● **Problem details**
Starting at the line that contains "Note to the class: indicate the little", copy each line through the final one exactly as written.

## START Data supplied

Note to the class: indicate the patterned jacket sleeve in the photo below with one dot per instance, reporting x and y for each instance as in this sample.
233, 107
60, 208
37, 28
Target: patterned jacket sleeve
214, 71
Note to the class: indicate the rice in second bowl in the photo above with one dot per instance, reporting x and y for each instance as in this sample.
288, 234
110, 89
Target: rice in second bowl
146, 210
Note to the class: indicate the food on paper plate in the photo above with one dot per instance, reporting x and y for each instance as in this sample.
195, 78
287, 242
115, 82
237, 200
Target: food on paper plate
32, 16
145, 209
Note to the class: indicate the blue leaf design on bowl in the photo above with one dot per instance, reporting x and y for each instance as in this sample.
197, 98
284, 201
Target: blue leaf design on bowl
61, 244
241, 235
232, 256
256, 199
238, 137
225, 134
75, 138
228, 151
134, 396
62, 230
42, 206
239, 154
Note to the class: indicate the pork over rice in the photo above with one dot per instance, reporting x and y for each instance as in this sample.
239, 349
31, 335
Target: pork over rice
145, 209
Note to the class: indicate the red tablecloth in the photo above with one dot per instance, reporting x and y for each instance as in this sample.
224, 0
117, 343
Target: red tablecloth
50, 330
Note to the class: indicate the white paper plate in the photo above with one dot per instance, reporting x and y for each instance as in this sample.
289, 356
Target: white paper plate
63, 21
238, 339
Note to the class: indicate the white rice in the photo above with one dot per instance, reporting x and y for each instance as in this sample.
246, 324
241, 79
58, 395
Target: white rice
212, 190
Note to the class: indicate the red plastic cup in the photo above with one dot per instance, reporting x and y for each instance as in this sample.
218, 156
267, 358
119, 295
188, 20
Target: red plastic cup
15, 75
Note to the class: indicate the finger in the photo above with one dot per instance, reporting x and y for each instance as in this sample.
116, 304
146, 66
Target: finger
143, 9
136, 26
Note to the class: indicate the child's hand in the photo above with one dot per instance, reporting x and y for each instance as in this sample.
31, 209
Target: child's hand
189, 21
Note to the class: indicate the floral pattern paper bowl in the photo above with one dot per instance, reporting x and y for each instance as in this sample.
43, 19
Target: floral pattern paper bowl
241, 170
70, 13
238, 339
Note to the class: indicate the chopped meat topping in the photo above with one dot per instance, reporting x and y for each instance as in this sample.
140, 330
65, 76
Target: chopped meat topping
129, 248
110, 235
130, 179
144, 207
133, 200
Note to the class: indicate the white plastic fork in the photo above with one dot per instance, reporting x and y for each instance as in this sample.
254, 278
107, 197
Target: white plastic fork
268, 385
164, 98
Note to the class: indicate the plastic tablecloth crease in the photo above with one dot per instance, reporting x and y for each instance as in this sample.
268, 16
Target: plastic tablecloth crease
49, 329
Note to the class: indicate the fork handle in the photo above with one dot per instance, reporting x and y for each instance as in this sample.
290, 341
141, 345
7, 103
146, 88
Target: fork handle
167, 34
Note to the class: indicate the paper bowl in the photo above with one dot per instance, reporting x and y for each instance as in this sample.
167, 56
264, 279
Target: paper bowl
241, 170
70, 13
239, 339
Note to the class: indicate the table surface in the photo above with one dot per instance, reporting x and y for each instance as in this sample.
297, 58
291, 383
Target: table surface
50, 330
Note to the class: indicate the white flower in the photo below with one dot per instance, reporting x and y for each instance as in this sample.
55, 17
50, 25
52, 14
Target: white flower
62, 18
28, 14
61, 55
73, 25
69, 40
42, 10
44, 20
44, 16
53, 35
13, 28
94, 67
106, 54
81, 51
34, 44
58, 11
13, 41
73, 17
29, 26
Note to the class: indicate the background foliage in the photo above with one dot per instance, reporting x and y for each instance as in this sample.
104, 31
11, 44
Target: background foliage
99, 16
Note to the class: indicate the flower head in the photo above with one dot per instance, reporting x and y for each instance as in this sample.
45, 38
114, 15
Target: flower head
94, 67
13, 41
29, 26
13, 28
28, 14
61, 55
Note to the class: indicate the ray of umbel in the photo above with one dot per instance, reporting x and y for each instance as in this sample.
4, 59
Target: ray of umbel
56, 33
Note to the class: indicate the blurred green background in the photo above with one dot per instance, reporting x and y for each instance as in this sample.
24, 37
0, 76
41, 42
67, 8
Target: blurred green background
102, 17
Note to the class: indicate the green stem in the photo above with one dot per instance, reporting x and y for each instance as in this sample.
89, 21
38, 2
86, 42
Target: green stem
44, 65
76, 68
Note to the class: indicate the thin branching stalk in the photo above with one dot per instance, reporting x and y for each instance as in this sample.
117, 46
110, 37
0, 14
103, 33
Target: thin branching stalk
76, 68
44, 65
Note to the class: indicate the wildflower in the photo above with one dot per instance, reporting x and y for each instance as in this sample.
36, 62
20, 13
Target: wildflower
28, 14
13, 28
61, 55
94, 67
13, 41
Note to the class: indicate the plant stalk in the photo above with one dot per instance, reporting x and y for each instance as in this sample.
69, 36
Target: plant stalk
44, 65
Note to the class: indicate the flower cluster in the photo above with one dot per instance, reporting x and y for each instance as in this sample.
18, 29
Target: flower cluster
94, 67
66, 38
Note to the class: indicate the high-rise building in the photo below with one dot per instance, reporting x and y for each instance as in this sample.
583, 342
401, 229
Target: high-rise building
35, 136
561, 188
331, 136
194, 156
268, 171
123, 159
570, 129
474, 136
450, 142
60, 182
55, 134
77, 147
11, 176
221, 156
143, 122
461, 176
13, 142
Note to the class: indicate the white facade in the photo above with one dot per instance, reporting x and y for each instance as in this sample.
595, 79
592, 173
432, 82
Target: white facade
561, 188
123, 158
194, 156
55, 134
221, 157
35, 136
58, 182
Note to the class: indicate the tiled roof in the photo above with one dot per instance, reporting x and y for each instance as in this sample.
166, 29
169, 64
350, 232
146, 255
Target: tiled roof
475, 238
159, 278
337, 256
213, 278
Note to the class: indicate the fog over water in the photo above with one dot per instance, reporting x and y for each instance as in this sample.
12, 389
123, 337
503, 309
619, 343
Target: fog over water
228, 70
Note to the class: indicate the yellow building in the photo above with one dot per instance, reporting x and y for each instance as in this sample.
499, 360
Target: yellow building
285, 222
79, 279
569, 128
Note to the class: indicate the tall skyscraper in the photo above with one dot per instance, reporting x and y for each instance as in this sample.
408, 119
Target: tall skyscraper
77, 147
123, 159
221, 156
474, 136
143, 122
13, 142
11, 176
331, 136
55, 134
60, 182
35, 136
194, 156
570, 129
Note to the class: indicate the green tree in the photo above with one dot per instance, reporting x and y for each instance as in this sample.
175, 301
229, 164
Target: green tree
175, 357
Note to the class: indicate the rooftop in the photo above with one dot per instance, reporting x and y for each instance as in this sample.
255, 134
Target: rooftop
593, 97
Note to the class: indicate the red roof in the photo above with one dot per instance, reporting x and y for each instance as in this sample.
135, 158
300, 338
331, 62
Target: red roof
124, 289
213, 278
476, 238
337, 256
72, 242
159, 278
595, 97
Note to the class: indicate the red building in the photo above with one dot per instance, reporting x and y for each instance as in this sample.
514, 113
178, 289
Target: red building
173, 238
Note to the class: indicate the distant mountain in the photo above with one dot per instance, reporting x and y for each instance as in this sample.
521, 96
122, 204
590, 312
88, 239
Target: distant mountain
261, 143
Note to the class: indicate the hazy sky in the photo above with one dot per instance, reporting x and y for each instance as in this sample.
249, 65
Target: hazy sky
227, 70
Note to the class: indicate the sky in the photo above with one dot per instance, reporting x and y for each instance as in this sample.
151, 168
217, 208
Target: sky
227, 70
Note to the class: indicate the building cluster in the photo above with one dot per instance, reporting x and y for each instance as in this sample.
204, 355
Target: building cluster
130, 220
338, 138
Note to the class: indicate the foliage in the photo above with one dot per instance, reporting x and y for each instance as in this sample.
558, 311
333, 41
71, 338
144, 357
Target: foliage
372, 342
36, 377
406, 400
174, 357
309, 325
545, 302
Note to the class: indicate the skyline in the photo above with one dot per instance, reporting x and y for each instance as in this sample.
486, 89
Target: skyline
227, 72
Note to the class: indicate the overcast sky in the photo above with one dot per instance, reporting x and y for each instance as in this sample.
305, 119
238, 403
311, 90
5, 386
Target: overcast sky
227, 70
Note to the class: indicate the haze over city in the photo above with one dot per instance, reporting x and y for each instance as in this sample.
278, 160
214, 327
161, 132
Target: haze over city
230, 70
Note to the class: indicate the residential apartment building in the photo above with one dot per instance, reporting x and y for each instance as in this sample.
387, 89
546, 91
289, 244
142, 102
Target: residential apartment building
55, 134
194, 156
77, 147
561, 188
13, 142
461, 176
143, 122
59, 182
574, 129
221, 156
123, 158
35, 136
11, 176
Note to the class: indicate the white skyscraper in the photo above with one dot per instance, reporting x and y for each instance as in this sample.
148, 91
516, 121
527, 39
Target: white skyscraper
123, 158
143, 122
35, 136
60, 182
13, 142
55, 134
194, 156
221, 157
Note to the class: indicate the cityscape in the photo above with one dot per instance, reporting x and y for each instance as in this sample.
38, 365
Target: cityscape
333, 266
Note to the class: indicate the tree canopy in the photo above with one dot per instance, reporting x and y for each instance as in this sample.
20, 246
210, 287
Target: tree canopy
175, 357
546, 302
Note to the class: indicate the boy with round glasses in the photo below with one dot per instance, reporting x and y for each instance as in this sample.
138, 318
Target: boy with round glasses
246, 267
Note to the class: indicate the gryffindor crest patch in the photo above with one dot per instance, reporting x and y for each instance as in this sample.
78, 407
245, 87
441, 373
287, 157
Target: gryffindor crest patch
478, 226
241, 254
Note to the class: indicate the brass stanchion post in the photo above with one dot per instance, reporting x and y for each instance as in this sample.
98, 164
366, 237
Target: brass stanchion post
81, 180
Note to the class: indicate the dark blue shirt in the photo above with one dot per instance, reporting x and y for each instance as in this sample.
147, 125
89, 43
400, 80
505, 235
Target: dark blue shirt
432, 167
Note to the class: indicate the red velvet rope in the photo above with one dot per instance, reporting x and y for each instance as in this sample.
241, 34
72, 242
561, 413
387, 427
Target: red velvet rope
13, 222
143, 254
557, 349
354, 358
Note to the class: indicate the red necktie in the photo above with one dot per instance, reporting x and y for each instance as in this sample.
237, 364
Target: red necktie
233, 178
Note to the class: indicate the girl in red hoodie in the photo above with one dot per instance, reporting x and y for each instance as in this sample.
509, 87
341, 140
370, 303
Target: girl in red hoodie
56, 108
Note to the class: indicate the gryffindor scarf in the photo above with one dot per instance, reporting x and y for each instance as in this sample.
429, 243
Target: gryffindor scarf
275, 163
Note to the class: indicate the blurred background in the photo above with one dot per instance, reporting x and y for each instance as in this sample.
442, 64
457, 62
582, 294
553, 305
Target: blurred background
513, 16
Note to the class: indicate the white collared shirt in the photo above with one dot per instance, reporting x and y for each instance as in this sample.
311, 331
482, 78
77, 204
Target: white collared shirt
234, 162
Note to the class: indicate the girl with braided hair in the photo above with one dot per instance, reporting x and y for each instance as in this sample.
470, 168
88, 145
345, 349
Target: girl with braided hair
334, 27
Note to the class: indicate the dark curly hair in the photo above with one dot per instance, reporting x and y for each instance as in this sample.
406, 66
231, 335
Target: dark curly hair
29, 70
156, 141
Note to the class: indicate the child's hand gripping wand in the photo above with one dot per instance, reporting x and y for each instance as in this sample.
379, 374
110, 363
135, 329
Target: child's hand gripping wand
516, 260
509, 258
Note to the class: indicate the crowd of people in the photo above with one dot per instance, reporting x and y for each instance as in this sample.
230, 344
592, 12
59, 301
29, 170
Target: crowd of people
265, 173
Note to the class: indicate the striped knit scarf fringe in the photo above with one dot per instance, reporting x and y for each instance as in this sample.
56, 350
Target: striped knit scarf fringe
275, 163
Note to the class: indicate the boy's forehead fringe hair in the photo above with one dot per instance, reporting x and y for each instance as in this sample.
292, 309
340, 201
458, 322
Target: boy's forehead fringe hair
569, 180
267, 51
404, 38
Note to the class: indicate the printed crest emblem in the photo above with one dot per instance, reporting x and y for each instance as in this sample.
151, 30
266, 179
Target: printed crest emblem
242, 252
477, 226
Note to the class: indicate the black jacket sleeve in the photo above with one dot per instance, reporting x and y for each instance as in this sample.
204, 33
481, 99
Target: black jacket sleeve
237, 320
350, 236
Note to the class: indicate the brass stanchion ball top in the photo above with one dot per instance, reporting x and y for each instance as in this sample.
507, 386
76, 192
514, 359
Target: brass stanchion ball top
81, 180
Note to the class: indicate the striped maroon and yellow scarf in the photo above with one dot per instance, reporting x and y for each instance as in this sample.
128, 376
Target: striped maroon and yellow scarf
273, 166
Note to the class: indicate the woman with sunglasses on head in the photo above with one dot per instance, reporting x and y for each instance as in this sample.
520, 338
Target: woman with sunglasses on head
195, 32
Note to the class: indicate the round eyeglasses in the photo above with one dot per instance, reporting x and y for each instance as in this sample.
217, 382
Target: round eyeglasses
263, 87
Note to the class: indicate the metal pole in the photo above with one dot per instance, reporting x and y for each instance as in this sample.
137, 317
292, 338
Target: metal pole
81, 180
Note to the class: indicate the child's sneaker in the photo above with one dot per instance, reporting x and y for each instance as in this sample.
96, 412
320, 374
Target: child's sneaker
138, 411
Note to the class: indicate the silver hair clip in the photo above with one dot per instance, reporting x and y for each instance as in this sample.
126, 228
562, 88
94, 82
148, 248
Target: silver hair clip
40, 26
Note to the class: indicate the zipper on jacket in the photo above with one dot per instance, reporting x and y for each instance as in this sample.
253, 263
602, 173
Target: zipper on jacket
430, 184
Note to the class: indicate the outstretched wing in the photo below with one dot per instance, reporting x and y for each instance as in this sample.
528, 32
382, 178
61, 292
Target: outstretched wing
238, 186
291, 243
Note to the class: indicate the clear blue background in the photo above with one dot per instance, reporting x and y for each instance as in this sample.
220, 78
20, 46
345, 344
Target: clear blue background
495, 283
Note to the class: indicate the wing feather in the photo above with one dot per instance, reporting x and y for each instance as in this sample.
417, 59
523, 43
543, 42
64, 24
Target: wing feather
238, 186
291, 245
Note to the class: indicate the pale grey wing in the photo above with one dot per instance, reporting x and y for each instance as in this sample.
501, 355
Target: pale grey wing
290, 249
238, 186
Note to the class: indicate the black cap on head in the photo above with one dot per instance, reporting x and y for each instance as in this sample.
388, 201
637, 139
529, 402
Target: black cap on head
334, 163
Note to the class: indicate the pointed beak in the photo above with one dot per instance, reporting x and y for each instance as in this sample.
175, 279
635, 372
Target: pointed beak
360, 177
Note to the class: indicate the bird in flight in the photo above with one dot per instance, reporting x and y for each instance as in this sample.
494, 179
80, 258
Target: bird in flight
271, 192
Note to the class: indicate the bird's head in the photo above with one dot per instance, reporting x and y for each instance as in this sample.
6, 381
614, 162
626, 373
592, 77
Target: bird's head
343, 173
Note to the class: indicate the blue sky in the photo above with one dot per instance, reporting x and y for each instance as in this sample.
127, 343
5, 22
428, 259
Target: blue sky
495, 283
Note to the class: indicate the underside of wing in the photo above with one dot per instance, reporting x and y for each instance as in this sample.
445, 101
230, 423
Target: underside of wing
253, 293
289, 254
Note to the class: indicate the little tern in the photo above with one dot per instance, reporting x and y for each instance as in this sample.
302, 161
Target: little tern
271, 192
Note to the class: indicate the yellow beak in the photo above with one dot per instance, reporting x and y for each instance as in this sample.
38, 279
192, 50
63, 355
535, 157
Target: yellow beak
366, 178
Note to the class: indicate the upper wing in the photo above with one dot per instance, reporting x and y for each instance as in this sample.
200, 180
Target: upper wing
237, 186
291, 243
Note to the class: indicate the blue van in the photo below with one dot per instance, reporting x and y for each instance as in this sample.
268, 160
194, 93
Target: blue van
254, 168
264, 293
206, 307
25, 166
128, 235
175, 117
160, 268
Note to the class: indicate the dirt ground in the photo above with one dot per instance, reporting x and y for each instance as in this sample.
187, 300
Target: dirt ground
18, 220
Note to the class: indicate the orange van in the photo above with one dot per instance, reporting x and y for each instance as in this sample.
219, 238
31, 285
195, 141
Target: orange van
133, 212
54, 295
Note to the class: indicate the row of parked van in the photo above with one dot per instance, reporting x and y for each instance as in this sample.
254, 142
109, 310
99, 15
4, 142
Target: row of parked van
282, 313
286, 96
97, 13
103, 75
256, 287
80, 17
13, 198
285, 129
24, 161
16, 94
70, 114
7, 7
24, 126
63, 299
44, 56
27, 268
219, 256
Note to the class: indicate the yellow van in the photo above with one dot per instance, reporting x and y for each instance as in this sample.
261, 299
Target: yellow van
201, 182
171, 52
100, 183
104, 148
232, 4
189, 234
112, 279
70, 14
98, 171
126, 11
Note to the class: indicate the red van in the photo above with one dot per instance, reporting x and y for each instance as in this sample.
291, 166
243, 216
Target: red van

## END Data supplied

● **Task output**
Note to the class: indicate the little tern in the photo above with one dot per instance, reporting x and y for each instance as in this sample.
302, 161
Target: little tern
271, 192
Note to the class: indicate the yellow beak in the photo above with one dot per instance, reporting x and y for each instance as in this sample.
38, 279
192, 50
63, 355
535, 157
Target: yellow beak
366, 178
Note to the class: indicate the upper wing in the photo above with one dot per instance, reporting x and y for each instance as in this sample.
200, 180
Target: upper wing
237, 186
291, 243
Note to the class: indicate the blue van in the photo below with one dot per instance, reporting x and y for each instance as in this sample.
268, 160
194, 93
Target: blue van
254, 168
264, 293
206, 307
25, 166
128, 235
175, 117
160, 268
Note to the class: indicate the dirt ground in the photo above with one dot per instance, reporting x and y for each instance as in this sample.
187, 300
Target: dirt ground
18, 220
Note to the class: indicate the orange van in the photo above with one dot per instance, reporting x and y for each instance as in this sample.
219, 238
31, 285
195, 141
Target: orange van
133, 212
54, 295
Note to the class: indicate the row of parked van in the photo above with one dot per instance, reporting x and y for each instance as in this sample.
254, 142
109, 310
99, 15
4, 142
Target: row of parked van
282, 313
286, 96
97, 13
103, 75
256, 287
80, 17
13, 198
285, 129
24, 161
16, 94
70, 114
7, 7
24, 126
63, 299
44, 56
27, 268
219, 256
Note to the class: indicate the yellow van in the photo above with one dot per instance, reporting x and y for each instance as in this sample.
261, 299
Target: yellow van
201, 182
171, 52
100, 183
104, 148
232, 4
189, 234
112, 279
70, 14
98, 171
126, 11
Note to the class: indicate the red van in the photo above with one dot per instance, reporting x and y for each instance as in this sample.
291, 166
243, 216
Target: red van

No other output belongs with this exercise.